[Data records]
=-=-=-=-=

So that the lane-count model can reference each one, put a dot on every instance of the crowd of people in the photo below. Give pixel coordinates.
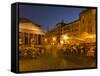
(78, 50)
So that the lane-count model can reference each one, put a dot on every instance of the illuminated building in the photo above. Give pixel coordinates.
(30, 33)
(85, 25)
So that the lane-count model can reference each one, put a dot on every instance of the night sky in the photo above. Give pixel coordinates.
(49, 16)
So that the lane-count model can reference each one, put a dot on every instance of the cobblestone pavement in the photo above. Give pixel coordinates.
(51, 62)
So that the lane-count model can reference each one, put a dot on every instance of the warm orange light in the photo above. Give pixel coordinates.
(65, 37)
(54, 38)
(62, 42)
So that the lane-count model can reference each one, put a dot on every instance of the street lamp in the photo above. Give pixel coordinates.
(61, 41)
(65, 37)
(54, 38)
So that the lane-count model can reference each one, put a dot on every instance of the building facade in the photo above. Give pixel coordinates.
(30, 33)
(85, 25)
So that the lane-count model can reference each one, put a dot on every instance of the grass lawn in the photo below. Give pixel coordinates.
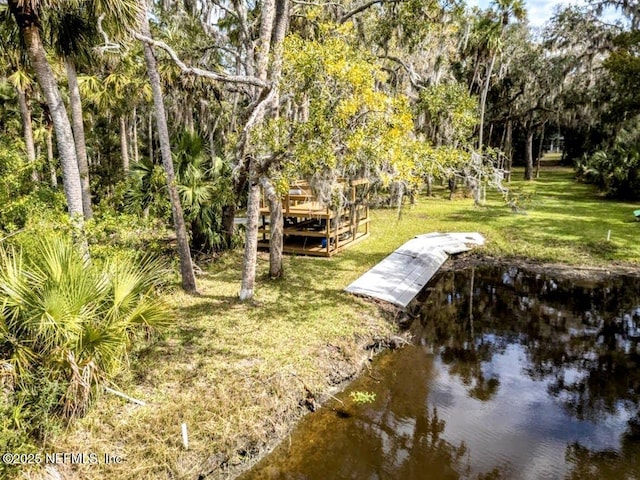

=-=-=-=-=

Restate each entry word for word, please, but drop any images it holds.

So that the lane-count model can reference each one, put a dot on every instance of the crowd of people in the photo below. Give pixel coordinates.
(78, 50)
So that the lane-count model can reference each one, put a dot on every instance of the illuminated building in the photo above. Give pixel coordinates.
(30, 33)
(85, 25)
So that the lane-count model can reference each one, put a dot on every instance of the night sky in the photo above. Give pixel coordinates.
(49, 16)
So that the lane-count model can reference each one, put a dot on every instance of the cobblestone pavement in the photo above. Give pixel coordinates.
(51, 62)
So that the lane-count model can reference each one, put a dot on every instance of the warm orange light in the photo above. Give pixel coordinates.
(65, 37)
(54, 38)
(62, 42)
So that the lane-count model can reference each one, put a dot on every instance of the street lamp in the photo above. Give pixel coordinates.
(61, 41)
(65, 37)
(54, 38)
So that the lane-count model can reference each one, put a dot on every instance of the building facade in the photo above. Give pixel coordinates.
(30, 33)
(85, 25)
So that the lane-count model can reference each one, put a dot on every instance of the grass lawn in the photo below. Give pixel coordinates.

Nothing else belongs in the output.